START GIVEN TEXT

Urethral meatal stenosis  is a narrowing (stenosis) of the opening of the urethra at the external meatus , thus constricting the opening through which urine leaves the body from the urinary bladder.

Symptoms and signs
 Abnormal strength and direction of urinary stream
 Visible narrow opening at the meatus in boys
 Irritation, scarring or swelling of the meatus in boys
 Discomfort with urination (dysuria and frequency)
 Incontinence (day or night)
 Bleeding (hematuria) at end of urination
 Urinary tract infections - increased susceptibility due to stricture

Causes

The protection provided by the foreskin for the glans penis and meatus has been recognized since 1915.  In the absence of the foreskin the meatus is exposed to mechanical and chemical irritation from ammoniacal diaper (nappy) that produces blister formation and ulceration of the urethral opening, which eventually gives rise to meatal stenosis (a narrowing of the opening). Meatal stenosis may also be caused by ischemia resulting from damage to the frenular artery during circumcision.

END GIVEN TEXT

» **REQUIRED ACTION**
For each statement, say yes or no depending on whether it agrees with the text on urethral meatal stenosis, and quote the exact words that decide it.
1. Damage to the frenular artery during circumcision can lead to meatal stenosis.
2. The foreskin's protection of the glans and meatus has been recognized since 1950.
3. Bleeding at the start of urination is listed among the symptoms and signs.
The rows below come from a different source than the text on urethral meatal stenosis.

START DATA LISTING

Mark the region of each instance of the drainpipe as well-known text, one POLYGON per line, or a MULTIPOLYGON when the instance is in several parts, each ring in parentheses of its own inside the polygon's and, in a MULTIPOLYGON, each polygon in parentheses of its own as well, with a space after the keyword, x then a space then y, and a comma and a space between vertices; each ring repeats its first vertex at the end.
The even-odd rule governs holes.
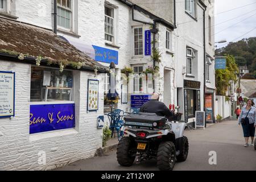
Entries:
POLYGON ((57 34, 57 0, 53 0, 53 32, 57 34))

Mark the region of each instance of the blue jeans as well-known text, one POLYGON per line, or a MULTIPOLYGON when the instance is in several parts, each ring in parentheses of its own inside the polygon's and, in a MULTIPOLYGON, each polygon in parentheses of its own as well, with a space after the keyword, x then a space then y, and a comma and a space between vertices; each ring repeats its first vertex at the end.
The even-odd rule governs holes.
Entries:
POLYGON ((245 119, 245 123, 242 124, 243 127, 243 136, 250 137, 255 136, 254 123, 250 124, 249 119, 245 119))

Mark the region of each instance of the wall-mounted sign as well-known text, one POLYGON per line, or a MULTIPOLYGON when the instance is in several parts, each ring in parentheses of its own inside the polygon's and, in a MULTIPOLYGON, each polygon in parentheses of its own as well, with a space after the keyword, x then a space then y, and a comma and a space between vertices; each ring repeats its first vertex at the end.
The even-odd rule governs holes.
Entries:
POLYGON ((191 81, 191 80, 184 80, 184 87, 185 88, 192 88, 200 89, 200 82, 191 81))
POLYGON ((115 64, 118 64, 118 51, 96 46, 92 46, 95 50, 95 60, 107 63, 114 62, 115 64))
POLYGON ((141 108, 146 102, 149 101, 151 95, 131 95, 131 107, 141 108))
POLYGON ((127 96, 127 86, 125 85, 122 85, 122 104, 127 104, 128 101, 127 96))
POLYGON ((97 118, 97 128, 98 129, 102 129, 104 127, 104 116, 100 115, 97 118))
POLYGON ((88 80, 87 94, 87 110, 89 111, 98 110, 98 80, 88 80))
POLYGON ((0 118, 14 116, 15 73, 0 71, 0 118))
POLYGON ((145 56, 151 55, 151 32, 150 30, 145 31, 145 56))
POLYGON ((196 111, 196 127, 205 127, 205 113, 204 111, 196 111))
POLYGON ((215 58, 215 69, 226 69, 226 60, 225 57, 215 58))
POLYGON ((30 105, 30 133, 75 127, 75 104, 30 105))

END DATA LISTING

» **ANSWER FOR THE TASK**
1. Yes: "Meatal stenosis may also be caused by ischemia resulting from damage to the frenular artery during circumcision."
2. No: "has been recognized since 1915."
3. No: "Bleeding (hematuria) at end of urination"